* [Aim of the exercise]:
Return every line of the items below without changing anything.
::::::::
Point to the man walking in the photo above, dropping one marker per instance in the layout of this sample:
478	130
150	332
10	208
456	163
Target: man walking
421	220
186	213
::::::::
* [Solution]:
Point to the man walking in the photo above, dropping one marker per instance in the layout of this sample:
478	130
150	332
10	208
456	163
Target: man walking
421	220
186	213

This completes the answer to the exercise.